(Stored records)
◆ ◆ ◆

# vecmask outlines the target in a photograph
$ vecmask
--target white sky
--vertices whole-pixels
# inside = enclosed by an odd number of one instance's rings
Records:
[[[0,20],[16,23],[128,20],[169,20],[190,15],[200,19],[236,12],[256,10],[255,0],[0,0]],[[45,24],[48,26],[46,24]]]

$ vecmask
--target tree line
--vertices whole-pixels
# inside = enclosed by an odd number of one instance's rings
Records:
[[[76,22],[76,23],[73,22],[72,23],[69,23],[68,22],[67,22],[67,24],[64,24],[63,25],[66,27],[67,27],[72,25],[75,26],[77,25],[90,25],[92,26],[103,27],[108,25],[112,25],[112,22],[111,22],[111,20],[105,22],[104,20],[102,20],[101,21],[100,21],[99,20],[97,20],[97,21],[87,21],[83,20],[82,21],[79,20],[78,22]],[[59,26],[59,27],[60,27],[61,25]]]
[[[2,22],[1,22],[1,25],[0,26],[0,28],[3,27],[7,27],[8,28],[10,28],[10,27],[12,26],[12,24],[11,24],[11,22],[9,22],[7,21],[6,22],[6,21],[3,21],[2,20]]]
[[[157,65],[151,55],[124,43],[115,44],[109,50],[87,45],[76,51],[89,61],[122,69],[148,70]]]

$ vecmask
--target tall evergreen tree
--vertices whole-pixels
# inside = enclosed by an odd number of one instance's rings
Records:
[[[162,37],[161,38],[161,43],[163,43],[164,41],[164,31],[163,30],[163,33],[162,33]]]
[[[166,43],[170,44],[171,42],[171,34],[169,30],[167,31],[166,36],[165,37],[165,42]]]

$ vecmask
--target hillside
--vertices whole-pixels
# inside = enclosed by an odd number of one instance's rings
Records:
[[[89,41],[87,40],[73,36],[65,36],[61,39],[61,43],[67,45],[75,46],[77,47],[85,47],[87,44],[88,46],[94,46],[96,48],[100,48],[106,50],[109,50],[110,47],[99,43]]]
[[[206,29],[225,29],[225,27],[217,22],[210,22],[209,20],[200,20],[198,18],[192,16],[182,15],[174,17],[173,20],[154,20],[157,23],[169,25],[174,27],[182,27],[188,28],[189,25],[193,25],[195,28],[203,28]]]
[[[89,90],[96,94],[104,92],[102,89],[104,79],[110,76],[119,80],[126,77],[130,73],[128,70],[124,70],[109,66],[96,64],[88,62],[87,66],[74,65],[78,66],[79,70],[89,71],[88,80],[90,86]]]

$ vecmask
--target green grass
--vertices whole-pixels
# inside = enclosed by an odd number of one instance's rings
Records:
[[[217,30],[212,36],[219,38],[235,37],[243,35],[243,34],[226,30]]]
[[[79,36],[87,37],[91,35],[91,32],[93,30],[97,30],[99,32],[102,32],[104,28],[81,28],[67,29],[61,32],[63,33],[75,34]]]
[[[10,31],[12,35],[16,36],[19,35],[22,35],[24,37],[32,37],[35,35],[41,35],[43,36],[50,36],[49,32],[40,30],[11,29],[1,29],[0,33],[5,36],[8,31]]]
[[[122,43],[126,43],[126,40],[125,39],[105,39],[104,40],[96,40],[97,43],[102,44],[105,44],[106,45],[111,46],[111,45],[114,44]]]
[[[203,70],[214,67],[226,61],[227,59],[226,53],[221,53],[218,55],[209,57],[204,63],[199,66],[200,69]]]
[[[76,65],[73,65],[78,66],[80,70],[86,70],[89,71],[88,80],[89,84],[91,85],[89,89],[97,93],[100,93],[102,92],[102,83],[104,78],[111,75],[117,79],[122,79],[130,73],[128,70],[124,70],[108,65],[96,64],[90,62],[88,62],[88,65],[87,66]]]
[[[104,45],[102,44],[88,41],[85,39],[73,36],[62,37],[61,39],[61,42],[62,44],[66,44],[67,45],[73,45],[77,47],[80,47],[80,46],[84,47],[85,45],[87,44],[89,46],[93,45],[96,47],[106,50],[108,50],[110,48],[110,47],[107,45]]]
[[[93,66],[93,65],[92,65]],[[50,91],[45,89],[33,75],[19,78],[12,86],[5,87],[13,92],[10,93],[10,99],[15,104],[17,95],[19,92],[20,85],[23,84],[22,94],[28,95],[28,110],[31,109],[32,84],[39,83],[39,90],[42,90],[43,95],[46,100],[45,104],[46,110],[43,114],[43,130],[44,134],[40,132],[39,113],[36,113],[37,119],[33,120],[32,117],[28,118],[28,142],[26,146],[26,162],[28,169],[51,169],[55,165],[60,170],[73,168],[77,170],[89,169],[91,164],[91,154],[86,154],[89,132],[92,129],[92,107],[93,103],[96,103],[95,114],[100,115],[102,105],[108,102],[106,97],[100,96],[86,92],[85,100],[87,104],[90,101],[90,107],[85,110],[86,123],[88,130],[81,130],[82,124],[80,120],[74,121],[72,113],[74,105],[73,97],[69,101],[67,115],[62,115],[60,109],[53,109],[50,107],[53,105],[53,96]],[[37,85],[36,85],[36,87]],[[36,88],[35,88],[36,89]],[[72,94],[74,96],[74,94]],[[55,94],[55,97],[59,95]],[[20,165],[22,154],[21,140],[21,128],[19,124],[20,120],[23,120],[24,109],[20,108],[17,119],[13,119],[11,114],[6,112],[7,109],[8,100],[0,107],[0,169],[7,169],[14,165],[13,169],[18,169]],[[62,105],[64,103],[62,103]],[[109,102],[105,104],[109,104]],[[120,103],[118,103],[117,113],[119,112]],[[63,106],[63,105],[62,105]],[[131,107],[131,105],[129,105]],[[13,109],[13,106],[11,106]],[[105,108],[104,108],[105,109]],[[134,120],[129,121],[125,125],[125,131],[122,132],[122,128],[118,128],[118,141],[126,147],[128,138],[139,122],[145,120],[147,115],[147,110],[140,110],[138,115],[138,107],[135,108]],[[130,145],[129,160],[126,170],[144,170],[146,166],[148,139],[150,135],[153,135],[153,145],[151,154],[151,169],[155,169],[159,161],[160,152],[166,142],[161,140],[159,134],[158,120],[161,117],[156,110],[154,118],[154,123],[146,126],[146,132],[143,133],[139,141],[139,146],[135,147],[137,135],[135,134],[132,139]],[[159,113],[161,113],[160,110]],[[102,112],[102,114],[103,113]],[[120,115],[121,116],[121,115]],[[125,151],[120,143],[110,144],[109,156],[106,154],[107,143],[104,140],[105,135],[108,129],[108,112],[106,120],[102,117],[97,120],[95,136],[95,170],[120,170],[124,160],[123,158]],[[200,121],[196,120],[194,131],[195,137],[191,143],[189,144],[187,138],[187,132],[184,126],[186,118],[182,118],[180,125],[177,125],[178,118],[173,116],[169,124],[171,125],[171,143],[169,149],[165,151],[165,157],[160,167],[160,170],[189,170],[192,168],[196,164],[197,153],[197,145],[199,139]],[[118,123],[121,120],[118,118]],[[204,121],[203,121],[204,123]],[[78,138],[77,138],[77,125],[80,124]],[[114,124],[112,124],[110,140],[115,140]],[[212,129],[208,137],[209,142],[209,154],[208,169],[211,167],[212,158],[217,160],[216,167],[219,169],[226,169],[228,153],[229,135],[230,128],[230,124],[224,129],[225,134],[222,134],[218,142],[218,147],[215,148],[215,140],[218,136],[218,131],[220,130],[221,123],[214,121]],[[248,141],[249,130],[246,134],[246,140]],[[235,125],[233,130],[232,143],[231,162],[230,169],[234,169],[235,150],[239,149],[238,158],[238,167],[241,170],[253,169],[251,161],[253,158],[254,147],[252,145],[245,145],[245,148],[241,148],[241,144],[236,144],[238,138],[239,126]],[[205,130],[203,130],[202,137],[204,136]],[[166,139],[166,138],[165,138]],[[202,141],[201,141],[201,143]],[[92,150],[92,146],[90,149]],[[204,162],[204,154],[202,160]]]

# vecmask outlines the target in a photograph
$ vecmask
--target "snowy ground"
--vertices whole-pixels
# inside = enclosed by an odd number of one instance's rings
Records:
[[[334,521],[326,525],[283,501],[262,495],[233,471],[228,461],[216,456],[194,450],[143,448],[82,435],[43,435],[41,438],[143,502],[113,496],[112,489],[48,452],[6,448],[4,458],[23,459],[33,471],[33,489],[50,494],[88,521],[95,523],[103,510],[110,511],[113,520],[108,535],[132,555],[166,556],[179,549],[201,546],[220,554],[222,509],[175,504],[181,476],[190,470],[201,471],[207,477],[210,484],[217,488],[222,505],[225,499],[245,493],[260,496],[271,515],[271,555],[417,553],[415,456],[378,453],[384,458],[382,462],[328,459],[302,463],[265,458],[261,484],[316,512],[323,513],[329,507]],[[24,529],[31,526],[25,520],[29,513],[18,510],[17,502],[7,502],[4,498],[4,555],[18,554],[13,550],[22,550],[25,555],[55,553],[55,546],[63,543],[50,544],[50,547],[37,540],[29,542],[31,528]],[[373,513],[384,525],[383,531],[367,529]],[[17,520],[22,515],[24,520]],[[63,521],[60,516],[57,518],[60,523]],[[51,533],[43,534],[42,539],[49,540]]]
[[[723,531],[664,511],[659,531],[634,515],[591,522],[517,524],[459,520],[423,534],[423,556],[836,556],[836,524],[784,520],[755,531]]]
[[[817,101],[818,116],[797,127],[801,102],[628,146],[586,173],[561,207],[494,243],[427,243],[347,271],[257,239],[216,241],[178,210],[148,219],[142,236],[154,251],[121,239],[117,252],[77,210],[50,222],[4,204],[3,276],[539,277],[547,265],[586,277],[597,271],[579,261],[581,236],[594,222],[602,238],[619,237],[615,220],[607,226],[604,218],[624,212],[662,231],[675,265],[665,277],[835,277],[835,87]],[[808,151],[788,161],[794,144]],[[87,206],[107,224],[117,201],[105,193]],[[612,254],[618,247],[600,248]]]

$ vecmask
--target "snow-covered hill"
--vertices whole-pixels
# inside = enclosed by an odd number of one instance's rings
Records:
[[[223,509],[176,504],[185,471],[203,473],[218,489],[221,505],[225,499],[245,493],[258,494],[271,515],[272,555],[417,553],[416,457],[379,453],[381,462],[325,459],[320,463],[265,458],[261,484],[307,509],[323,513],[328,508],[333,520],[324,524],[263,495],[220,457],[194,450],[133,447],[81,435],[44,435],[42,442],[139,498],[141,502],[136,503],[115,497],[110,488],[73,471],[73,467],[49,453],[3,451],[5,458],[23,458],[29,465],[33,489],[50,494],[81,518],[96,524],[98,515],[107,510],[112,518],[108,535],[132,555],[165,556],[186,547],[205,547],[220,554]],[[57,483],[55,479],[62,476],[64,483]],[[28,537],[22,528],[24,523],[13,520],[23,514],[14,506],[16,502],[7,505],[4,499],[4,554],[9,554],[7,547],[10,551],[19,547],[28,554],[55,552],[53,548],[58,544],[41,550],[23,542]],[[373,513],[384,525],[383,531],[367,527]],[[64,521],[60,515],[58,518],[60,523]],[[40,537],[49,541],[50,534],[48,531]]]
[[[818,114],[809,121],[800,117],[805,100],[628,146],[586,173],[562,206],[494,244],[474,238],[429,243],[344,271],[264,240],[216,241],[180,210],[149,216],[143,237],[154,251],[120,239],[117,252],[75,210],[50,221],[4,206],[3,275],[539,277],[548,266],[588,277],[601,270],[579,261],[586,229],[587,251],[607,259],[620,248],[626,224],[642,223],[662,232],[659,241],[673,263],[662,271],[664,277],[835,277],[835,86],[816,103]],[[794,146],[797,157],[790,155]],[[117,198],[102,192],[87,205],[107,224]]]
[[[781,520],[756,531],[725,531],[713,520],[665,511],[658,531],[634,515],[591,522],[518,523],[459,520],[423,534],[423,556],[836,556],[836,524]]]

◆ ◆ ◆

-- Direction --
Which lines in the rows above contain the string "tree"? Copy each of them.

-- Solved problem --
--target tree line
--target tall evergreen tree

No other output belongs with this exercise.